### Task
Turn everything from the line containing "Any smoke —" down to the line containing "[959,517,1146,719]" into a JSON list of strings, one string per line and no blank lines.
>> start Provided records
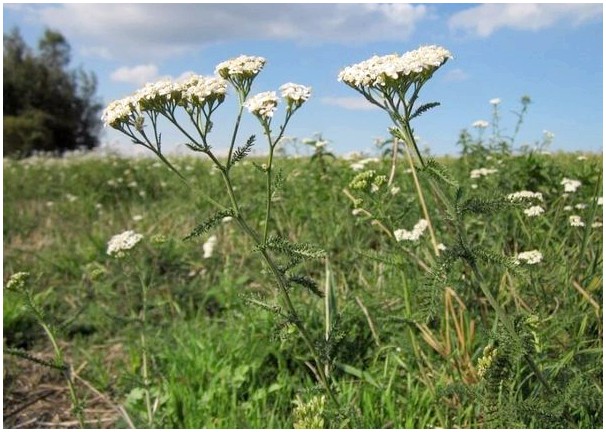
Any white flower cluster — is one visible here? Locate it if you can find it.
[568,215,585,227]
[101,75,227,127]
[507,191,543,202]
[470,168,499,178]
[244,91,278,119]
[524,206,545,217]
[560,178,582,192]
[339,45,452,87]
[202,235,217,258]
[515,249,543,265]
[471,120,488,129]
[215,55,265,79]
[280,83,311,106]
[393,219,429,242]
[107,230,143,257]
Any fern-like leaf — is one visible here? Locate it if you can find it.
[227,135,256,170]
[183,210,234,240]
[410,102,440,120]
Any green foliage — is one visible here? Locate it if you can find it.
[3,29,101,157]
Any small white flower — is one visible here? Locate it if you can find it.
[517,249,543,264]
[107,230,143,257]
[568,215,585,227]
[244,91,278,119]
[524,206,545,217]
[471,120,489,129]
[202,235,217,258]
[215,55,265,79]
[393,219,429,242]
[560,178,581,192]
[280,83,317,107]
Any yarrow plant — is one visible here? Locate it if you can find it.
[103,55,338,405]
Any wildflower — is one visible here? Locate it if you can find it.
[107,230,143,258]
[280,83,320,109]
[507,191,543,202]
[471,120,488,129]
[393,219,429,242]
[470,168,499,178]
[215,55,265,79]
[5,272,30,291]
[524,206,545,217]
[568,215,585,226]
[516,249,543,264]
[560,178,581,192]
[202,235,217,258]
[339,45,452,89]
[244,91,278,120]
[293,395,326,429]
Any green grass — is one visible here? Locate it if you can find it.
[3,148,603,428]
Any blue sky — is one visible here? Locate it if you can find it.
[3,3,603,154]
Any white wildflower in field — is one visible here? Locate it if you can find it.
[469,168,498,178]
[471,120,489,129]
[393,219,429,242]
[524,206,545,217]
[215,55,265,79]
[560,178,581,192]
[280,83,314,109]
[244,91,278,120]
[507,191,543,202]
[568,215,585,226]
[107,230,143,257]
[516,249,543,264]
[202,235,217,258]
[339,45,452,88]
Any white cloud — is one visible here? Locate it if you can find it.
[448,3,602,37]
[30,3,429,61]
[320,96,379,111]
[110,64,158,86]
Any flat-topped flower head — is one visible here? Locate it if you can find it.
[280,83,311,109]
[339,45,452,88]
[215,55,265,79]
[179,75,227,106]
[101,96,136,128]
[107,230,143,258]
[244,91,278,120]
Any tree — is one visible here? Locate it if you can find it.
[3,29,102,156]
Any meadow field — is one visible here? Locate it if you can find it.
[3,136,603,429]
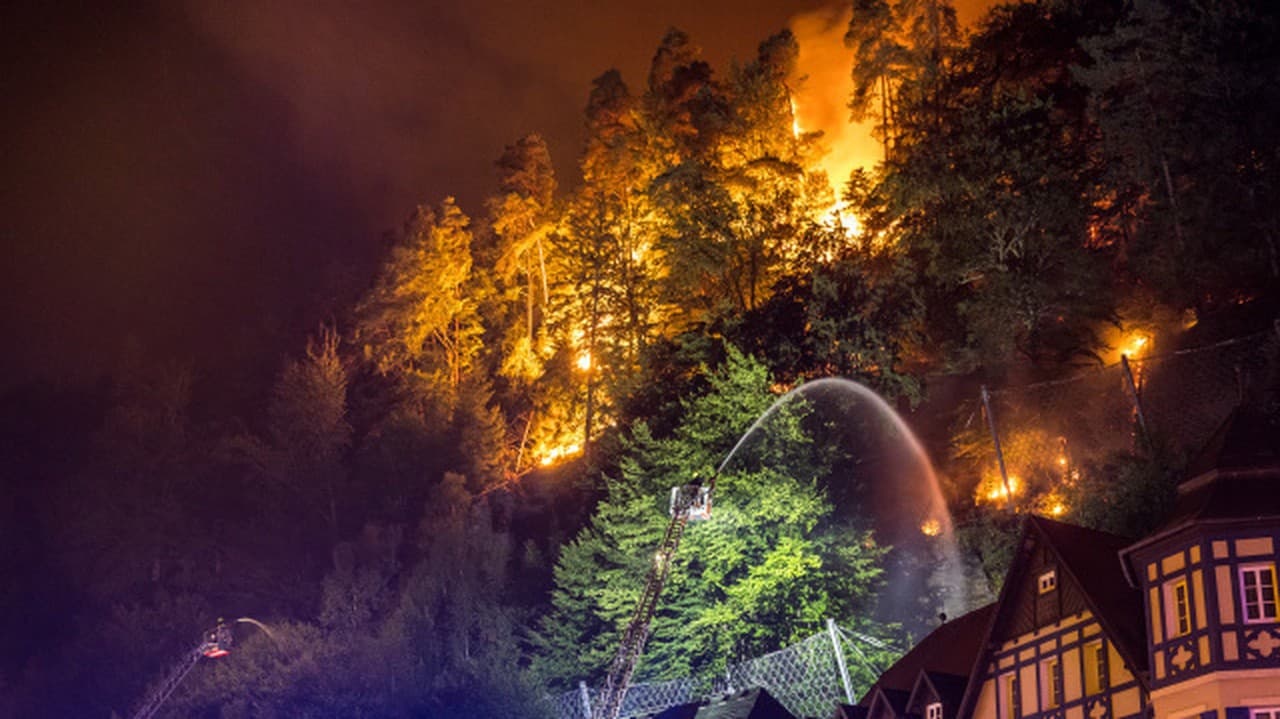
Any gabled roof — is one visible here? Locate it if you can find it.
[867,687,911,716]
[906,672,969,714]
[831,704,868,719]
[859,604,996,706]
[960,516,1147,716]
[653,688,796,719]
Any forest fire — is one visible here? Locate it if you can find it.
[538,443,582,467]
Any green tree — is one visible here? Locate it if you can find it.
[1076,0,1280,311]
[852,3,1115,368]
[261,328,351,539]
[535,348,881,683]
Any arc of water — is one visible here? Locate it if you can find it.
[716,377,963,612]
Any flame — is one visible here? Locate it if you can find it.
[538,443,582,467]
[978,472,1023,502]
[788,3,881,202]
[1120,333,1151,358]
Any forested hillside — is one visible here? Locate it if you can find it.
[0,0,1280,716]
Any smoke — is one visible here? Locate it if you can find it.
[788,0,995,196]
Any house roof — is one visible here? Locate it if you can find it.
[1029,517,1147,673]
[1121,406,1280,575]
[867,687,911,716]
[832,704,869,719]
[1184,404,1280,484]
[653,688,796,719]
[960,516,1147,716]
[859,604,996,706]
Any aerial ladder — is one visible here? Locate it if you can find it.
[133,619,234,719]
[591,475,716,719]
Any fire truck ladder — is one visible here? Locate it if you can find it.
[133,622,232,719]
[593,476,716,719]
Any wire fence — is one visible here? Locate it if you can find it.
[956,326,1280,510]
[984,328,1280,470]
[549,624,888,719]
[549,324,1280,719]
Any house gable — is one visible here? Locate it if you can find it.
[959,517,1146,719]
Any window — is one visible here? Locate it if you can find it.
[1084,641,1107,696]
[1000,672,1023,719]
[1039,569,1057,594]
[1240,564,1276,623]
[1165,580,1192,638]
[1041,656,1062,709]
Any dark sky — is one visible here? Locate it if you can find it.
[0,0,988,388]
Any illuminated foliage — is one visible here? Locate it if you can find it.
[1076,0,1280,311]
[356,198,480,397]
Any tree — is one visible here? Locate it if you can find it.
>> end Provided records
### Exercise answer
[
  "Any smoke — is one visible here? Locate it if you can find it.",
  "[788,0,995,196]",
  "Any house roof — is one visible here? Locate it if you can find it.",
  "[1029,517,1147,673]",
  "[1121,406,1280,575]",
  "[867,687,911,716]",
  "[832,704,869,719]",
  "[1184,404,1280,484]",
  "[653,688,796,719]",
  "[960,516,1147,716]",
  "[859,604,996,706]",
  "Any aerial ladder — is one visible here? Locate it if you can find it.",
  "[133,619,234,719]",
  "[591,475,716,719]",
  "Any fire truck ladder — is one visible here? Locate it if you can find it.",
  "[133,622,232,719]",
  "[593,476,716,719]",
  "Any wire fence — is one visible here? Locate it if you can find it.",
  "[956,326,1280,510]",
  "[984,328,1280,470]",
  "[549,624,888,719]",
  "[549,324,1280,719]",
  "Any house gable — is one visible here? Locate it if you can find it.",
  "[959,517,1146,719]"
]